#### [Instructions to follow]
Show every line in the rows below that contains the string "distant". Case counts.

#### [Recorded information]
================================
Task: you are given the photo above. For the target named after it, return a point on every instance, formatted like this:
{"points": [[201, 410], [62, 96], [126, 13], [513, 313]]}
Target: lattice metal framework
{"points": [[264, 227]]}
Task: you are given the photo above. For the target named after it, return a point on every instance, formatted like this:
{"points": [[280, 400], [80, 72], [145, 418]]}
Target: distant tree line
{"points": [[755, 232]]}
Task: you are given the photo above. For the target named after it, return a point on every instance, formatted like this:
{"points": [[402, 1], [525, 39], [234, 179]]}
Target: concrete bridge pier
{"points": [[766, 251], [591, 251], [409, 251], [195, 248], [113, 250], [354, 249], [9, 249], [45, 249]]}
================================
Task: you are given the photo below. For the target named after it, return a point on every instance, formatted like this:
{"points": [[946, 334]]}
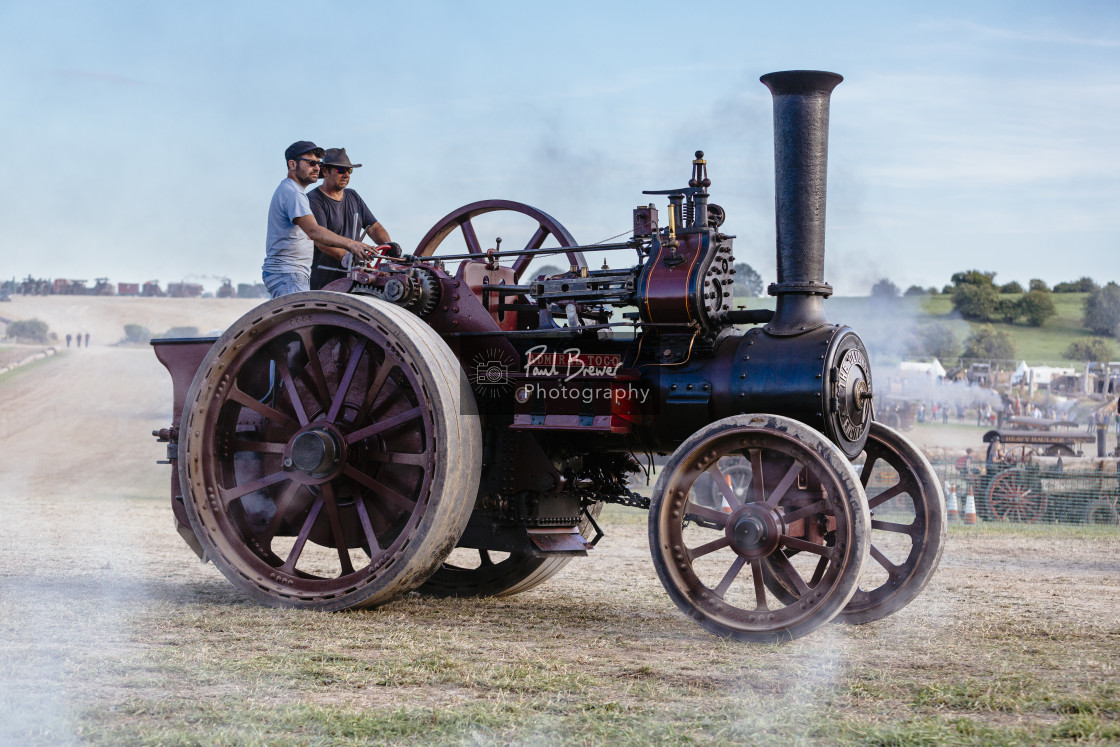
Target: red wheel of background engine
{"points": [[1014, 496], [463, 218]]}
================================
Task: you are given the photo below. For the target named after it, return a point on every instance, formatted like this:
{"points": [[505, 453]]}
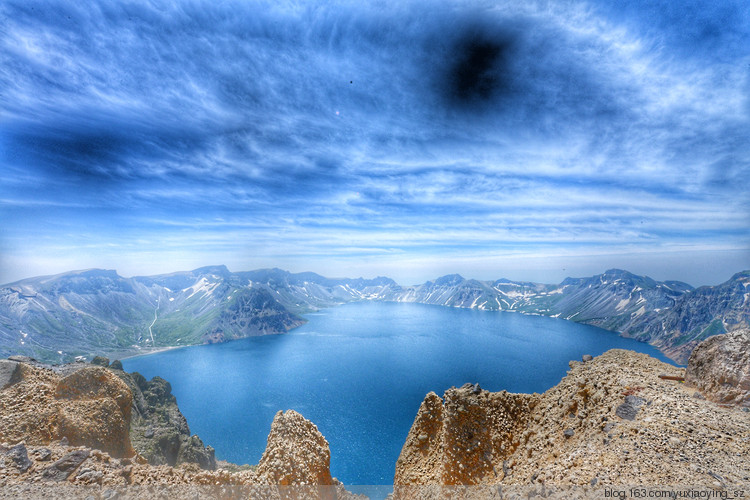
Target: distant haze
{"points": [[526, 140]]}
================================
#### [Exercise result]
Target: distant tree line
Target: distant haze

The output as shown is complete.